[START OF Information provided]

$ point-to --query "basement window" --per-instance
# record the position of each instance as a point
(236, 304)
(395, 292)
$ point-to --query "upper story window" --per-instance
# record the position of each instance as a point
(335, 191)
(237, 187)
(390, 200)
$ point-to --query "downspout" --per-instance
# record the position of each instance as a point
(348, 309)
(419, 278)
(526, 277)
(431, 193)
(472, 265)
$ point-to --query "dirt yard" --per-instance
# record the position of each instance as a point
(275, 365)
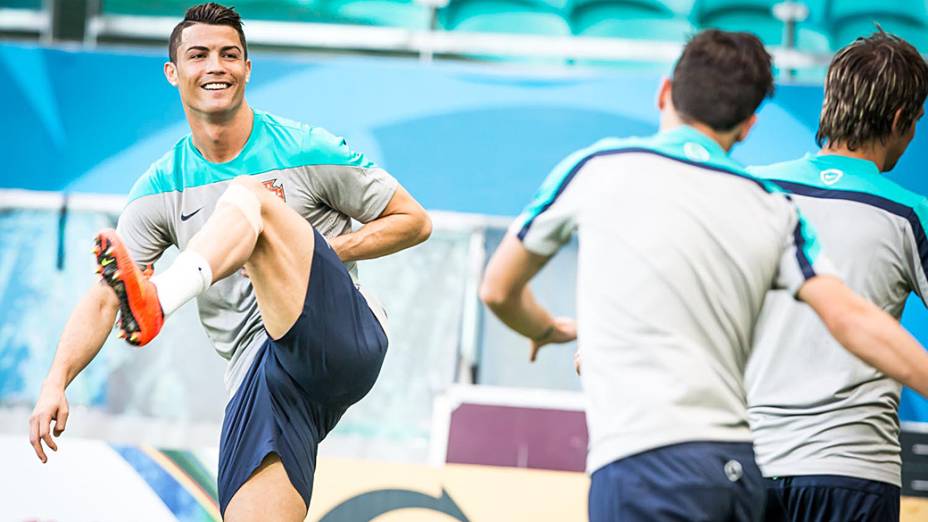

[END OF Information provided]

[Task goal]:
Locate each line in the records above that contains the string "query", and copy every such line.

[Right answer]:
$ point-to --query "basement window" --per-instance
$ point-to --query "upper story window" --per-instance
$ point-to --query "downspout" --per-instance
$ point-to --query "dirt yard" --per-instance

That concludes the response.